Records from a point labeling set:
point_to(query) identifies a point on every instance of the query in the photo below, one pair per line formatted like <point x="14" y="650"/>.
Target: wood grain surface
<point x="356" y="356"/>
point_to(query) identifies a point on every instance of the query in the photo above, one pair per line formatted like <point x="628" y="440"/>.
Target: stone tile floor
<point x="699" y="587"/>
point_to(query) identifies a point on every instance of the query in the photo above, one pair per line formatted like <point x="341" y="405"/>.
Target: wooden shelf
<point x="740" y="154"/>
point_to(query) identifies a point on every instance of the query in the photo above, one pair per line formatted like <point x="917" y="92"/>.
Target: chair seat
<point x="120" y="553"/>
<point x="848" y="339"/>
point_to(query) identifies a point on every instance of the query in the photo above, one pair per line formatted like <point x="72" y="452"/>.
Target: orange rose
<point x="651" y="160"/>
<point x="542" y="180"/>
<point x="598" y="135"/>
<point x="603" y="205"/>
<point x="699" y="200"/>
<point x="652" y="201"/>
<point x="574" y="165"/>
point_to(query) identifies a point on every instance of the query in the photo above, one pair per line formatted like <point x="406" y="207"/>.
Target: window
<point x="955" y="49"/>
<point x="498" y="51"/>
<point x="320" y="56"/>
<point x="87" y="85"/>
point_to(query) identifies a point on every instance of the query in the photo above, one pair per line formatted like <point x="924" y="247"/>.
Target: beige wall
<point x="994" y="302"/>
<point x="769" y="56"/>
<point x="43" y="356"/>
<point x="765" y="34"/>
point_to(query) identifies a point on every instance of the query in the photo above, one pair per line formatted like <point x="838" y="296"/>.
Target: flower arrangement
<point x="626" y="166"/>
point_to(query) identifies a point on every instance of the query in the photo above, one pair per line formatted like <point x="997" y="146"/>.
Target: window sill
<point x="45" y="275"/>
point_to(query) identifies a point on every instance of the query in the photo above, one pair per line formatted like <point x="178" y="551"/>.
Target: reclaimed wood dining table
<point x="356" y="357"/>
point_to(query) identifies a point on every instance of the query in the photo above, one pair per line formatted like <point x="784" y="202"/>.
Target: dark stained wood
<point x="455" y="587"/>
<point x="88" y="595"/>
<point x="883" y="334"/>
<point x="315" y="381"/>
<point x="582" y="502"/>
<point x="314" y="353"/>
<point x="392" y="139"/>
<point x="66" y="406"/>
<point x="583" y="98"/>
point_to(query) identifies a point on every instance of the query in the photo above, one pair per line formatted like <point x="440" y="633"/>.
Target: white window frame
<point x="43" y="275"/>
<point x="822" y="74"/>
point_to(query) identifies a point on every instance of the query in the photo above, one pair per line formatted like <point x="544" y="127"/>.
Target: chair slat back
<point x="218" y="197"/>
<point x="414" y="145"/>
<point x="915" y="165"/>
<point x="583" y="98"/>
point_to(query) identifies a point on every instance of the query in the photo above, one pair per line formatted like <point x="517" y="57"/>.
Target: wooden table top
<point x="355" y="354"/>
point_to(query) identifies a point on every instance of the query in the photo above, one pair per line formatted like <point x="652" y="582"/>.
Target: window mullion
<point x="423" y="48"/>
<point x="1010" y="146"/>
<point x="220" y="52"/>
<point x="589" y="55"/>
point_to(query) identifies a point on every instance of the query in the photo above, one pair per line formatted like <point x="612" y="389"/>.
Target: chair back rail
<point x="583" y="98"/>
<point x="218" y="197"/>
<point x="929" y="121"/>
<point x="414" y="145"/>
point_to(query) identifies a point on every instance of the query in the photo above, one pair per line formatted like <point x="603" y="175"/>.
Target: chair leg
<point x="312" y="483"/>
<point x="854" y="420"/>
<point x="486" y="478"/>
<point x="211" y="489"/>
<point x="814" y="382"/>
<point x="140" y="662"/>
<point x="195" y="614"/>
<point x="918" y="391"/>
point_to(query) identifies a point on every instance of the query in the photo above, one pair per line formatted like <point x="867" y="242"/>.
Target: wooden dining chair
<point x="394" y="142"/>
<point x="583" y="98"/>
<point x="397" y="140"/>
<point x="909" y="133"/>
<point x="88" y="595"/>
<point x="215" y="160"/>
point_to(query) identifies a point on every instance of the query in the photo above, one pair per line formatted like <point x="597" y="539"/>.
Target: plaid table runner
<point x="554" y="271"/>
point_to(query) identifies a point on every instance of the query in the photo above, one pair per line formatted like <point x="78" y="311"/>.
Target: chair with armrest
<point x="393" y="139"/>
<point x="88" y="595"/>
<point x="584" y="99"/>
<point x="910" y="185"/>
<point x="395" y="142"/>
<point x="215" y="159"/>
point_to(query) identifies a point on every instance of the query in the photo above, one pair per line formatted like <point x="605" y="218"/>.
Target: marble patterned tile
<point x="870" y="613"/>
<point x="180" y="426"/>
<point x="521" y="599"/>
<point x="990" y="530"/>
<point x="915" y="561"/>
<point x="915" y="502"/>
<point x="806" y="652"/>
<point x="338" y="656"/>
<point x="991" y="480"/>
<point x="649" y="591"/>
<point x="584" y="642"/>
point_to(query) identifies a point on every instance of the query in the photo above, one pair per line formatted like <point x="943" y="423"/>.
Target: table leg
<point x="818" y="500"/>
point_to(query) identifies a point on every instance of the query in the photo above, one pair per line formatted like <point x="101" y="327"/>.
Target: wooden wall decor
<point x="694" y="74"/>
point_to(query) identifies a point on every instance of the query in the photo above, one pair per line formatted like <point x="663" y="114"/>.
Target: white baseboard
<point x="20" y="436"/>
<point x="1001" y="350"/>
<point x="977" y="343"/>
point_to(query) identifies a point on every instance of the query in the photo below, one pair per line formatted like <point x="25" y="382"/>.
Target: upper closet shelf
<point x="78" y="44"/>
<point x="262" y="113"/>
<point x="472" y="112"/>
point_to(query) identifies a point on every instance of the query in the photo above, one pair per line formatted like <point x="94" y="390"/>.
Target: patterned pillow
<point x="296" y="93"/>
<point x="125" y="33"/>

**Exercise directions**:
Output each record exactly, leaving nothing out.

**Completed exercise**:
point_to(query) identifies a point on every instance of the query in the photo below, one pair per line formatted like <point x="14" y="650"/>.
Target: wood grain surface
<point x="356" y="356"/>
point_to(query) identifies a point on every instance of the query in the photo above, one pair per line formatted like <point x="628" y="440"/>.
Target: stone tile floor
<point x="699" y="587"/>
point_to(query) identifies a point on every instance of the query in the photo above, one pair per line formatted like <point x="341" y="405"/>.
Target: wooden shelf
<point x="740" y="154"/>
point_to(query) identifies a point on every instance of the query in the photo above, one pair per line formatted like <point x="917" y="92"/>.
Target: chair seat
<point x="120" y="553"/>
<point x="848" y="339"/>
point_to(query) identifies a point on every instance of the query in the photo above, one pair per line formatted like <point x="72" y="452"/>.
Target: orange rose
<point x="651" y="160"/>
<point x="542" y="180"/>
<point x="598" y="135"/>
<point x="603" y="205"/>
<point x="699" y="200"/>
<point x="652" y="201"/>
<point x="574" y="165"/>
point_to(query) identifies a point on every instance of the query in the photo above, one pair per line formatted like <point x="406" y="207"/>.
Target: window
<point x="955" y="49"/>
<point x="498" y="51"/>
<point x="320" y="56"/>
<point x="87" y="85"/>
point_to(query) identifies a point on every instance of the query in the photo above, one pair per line formatted like <point x="924" y="247"/>.
Target: beige wall
<point x="994" y="302"/>
<point x="769" y="56"/>
<point x="43" y="356"/>
<point x="765" y="34"/>
point_to(query) identifies a point on every instance of the query in the photo above, one pair per line formatted like <point x="838" y="296"/>.
Target: flower arrangement
<point x="626" y="166"/>
point_to(query) identifies a point on every instance of the query in the photo above, one pair per line formatted like <point x="997" y="146"/>.
Target: window sill
<point x="45" y="275"/>
point_to(query) identifies a point on every instance of the query in the photo above, one pair per line formatted like <point x="178" y="551"/>.
Target: reclaimed wood dining table
<point x="356" y="357"/>
point_to(query) identifies a point on every instance of the query in the photo above, one pair per line formatted like <point x="784" y="202"/>.
Target: dark stained wood
<point x="455" y="587"/>
<point x="88" y="595"/>
<point x="883" y="334"/>
<point x="315" y="381"/>
<point x="582" y="502"/>
<point x="314" y="353"/>
<point x="392" y="139"/>
<point x="66" y="406"/>
<point x="583" y="98"/>
point_to(query) identifies a point on every instance of the query in the photo above, one pair per line formatted like <point x="440" y="633"/>.
Target: white window frame
<point x="43" y="275"/>
<point x="822" y="74"/>
point_to(query) identifies a point on every instance of the query in the photo above, one pair per line formatted like <point x="544" y="127"/>.
Target: chair slat back
<point x="218" y="197"/>
<point x="414" y="145"/>
<point x="915" y="165"/>
<point x="583" y="98"/>
point_to(query) identifies a point on every instance of the query in the photo above, one pair per line formatted like <point x="517" y="57"/>.
Target: wooden table top
<point x="355" y="354"/>
point_to(query) identifies a point on every instance of the query in the photo above, one pair per line formatted like <point x="652" y="582"/>.
Target: window mullion
<point x="423" y="48"/>
<point x="1010" y="146"/>
<point x="220" y="52"/>
<point x="589" y="55"/>
point_to(query) identifies a point on every instance of the query in the photo above, one pair per line formatted like <point x="612" y="389"/>.
Target: chair back rail
<point x="583" y="98"/>
<point x="218" y="197"/>
<point x="929" y="121"/>
<point x="414" y="145"/>
point_to(query) identifies a point on every instance of the query in the photo above, one pair per line formatted like <point x="603" y="175"/>.
Target: chair leg
<point x="312" y="483"/>
<point x="854" y="420"/>
<point x="486" y="478"/>
<point x="211" y="489"/>
<point x="814" y="382"/>
<point x="140" y="662"/>
<point x="195" y="614"/>
<point x="918" y="391"/>
point_to(query) identifies a point on every instance of the query in the photo above, one pair per line formatted like <point x="867" y="242"/>.
Target: wooden dining chair
<point x="394" y="142"/>
<point x="583" y="98"/>
<point x="397" y="140"/>
<point x="909" y="133"/>
<point x="88" y="595"/>
<point x="215" y="160"/>
point_to(query) identifies a point on every instance of the query in the photo above, one pair per line formatted like <point x="597" y="539"/>.
Target: plaid table runner
<point x="554" y="271"/>
point_to(query) identifies a point on every instance of the query in the photo above, one pair per line formatted like <point x="78" y="311"/>.
Target: chair with armrest
<point x="393" y="139"/>
<point x="88" y="595"/>
<point x="584" y="99"/>
<point x="910" y="185"/>
<point x="395" y="142"/>
<point x="215" y="159"/>
point_to(query) identifies a point on every instance of the query in the photo above, one pair per line formatted like <point x="605" y="218"/>.
Target: marble patterned tile
<point x="870" y="613"/>
<point x="180" y="426"/>
<point x="521" y="599"/>
<point x="990" y="530"/>
<point x="915" y="561"/>
<point x="915" y="502"/>
<point x="806" y="652"/>
<point x="338" y="656"/>
<point x="991" y="480"/>
<point x="649" y="591"/>
<point x="584" y="642"/>
point_to(query) identifies a point on every instance of the query in the photo above, one pair per line formatted like <point x="943" y="423"/>.
Target: table leg
<point x="818" y="500"/>
point_to(query) identifies a point on every instance of the query in the photo above, one pair per line formatted like <point x="101" y="327"/>.
Target: wooden wall decor
<point x="694" y="74"/>
point_to(query) identifies a point on every instance of the query in the photo above, one pair per line formatted like <point x="663" y="114"/>.
Target: white baseboard
<point x="20" y="436"/>
<point x="1001" y="350"/>
<point x="977" y="343"/>
point_to(query) identifies a point on every instance of the query in the photo below, one pair per line formatted like <point x="25" y="382"/>.
Target: upper closet shelf
<point x="78" y="44"/>
<point x="262" y="113"/>
<point x="472" y="112"/>
point_to(query) identifies a point on every instance of the query in the photo above, one pair per line formatted like <point x="94" y="390"/>.
Target: patterned pillow
<point x="296" y="93"/>
<point x="125" y="33"/>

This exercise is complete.